### Text section

1635 - SAYBROOK

Indian Tribes Map |
Four
hundred years ago, the Algonquin-Nehantic Indians occupied a village
named Pashebeshauke," The Place at the River's Mouth."Early in the 1600's,
these Indians were conquered by the Pequot Indians from the North.
In
1614, the Dutch explorer Adriaen Block became the first European to
enter the river Quonitocutt, or "Long Tidal River." The Dutch were active
fur traders and claimed the river for the New Netherlands. By 1632,
they had established a trading post and renamed it Kievet's Hook (at
Saybrook Point).
In
1631, the Earl of Warwick, as president of the Council for New England,
signed the "Warwick Patent," conveying a vast segment of New England
to a group of English Lords and Gentlemen, among them Viscount Saye
and Baron Brook for whom the town was named. This group sought a place
of refuge in case the Puritan Revolution should fail, and Charles I
was restored to the throne.
John
Winthrop, Jr., was commissioned as "first governor of the river
Connecticut" in 1635. Winthrop hired Lt. Lion Gardiner for a
period of 4 years to build a fort and lay out a town. Winthrop learned
that the Dutch were planning to occupy the English post. On November
25, 1635, he dispatched a vessel from the Massachusetts Bay Colony under
the command of Lt. Gibbons and Sgt. Willard to seize control of the
Point.
Thus
was established Fort Saybrook, one of Connecticut's oldest settlements
and its first military fortification. In later years, it was also referred
to as "Fort Fenwick." Lion Gardiner arrived in March, 1636, to build
a strong palisade fort. In April of the same year, Gardiner's son David
was born -- the first English child born in Connecticut. When Gardiner
left Saybrook, he settled at what we know today as Gardiner's Island,
New York, having purchased it from the local Indians.
The
Pequots had been provoked to a war (the first official war in North
America), and by February of 1637, the Pequots were destroyed.
When
Saybrook Plantation was founded in 1635, the geographical area encompassed
the seven modern towns we know today as Chester, Deep River, Essex,
Lyme, Old Lyme, Westbrook and Old Saybrook. In 1647 the fort burned
and a second constructed.
-
- - - - - - - - -
LION
GARDINER
In
the year 1635, I, Lion Gardiner, Engineer and Master of works of Fortification
. . .
"
So begins the account written by an Englishman named Lion Gardiner
of his extraordinary life. His story opens in the Netherlands, where
he served in the English army, moves to the Connecticut
frontier, where he witnessed a bloody war of extermination against
the Pequot Indians, and ends in East Hampton, where his family and
his legend still live.

### Records
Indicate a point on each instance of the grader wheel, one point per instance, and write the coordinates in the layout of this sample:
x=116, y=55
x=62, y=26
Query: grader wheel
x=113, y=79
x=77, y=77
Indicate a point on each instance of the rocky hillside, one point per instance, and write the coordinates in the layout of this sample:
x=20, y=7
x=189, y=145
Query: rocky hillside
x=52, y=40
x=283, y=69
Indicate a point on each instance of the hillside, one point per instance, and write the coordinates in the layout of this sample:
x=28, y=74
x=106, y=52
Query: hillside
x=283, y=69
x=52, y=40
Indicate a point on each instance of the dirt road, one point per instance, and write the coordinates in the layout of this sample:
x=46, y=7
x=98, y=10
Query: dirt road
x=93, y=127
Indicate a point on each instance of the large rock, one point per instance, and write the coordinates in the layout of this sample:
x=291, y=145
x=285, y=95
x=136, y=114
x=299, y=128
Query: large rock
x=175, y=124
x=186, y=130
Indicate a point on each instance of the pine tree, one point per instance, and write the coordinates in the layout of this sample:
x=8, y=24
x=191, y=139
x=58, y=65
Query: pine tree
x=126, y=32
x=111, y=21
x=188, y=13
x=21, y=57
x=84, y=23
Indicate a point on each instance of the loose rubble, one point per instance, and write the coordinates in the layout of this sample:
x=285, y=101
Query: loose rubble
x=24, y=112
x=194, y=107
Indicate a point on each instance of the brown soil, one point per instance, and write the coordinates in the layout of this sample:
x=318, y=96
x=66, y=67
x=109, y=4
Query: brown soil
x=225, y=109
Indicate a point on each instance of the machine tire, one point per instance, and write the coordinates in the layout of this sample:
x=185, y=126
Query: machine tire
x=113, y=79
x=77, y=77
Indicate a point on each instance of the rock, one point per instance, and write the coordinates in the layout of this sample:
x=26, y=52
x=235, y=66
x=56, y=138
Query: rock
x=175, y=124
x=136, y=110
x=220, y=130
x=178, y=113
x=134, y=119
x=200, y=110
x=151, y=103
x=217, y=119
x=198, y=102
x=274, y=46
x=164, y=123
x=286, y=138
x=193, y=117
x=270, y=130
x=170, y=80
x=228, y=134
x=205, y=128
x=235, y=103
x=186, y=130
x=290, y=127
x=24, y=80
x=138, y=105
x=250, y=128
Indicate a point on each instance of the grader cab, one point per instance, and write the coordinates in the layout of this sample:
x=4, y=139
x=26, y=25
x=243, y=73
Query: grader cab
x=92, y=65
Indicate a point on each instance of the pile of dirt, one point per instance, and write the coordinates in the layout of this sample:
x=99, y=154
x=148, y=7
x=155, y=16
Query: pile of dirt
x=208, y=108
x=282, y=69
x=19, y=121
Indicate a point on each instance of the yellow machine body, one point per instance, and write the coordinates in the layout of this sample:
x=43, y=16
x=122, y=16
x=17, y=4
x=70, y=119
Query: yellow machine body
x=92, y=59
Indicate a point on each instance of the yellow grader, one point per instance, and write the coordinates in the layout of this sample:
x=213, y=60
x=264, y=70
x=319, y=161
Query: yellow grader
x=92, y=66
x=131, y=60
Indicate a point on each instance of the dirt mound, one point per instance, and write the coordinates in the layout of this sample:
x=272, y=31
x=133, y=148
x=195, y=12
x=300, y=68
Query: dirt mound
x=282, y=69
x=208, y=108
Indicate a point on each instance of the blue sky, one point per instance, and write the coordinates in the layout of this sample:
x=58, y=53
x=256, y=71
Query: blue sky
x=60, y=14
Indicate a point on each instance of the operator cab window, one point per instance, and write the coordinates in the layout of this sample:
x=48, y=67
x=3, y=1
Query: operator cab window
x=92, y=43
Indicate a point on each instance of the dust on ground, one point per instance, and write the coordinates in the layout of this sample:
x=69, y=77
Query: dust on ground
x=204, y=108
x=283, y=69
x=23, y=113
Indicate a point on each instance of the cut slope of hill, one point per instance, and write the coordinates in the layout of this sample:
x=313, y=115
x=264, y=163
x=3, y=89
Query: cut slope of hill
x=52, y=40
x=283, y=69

### Required tasks
**A)** In the Saybrook history, take the part that opens with the words containing "So begins the" and closes with "legend still live.", and swap "East Hampton" for "Gardiner's Island".
**B)** Resume the Saybrook history from where it stops.
The material above comes from a source unrelated to the Saybrook history.

### Answers for the tasks
**A)**
So begins the account written by an Englishman named Lion Gardiner
of his extraordinary life. His story opens in the Netherlands, where
he served in the English army, moves to the Connecticut
frontier, where he witnessed a bloody war of extermination against
the Pequot Indians, and ends in Gardiner's Island, where his family and
his legend still live.

**B)**
 Lion Gardiner |
Born
in England in 1599, Gardiner was an adventurer at an early age. His
exact birthplace is not known, nor who his parents were. A laudatory
description of Gardiner, published in 1885, gushed, "He was . . . of
fine military presence, well proportioned although slightly under the
average height, with quiet face, eyes keen, intelligent and deep-set,
and the manners and bearing of a gentleman."
His
recorded history begins in his early 30s, when he served in the English
army in the Netherlands. There, in a protracted war between Protestants
and Catholics, Gardiner earned a reputation as a "master of works of
fortifications" -- a fort builder.
His
fame spread across the ocean, and in 1635 he was summoned by the backers
of a fledgling English colony in what would become Connecticut. The
tiny colony was in a precarious position -- Dutch traders from New Amsterdam
had begun to make inroads into the area, trading from their boats with
the local Indians and constructing permanent outposts. By doing so,
the Dutch hoped to keep the English from expanding south from the Massachusetts
Bay Colony.
But
the Dutch were the least of the colony's problems. Of even more immediate
concern were the Pequots, a group with a fearsome reputation who lived
along the same stretch of coastline where the English hoped to build
settlements. Records of the day show the English feared and despised
the Pequots, as did other Indian groups such as the Mohegans, who lived
in the same territory.
Gardiner
was 36 years old the year he and his Dutch-born wife, Mary, sailed to
Massachusetts aboard the Bachelor, arriving in November after a stormy
31/2-month voyage. The couple spent the winter in Massachusetts, and
by April, 1636, they were living with a small group of colonists near
the mouth of the Connecticut River. They were well south of the English
settlements in an area largely untracked by white men.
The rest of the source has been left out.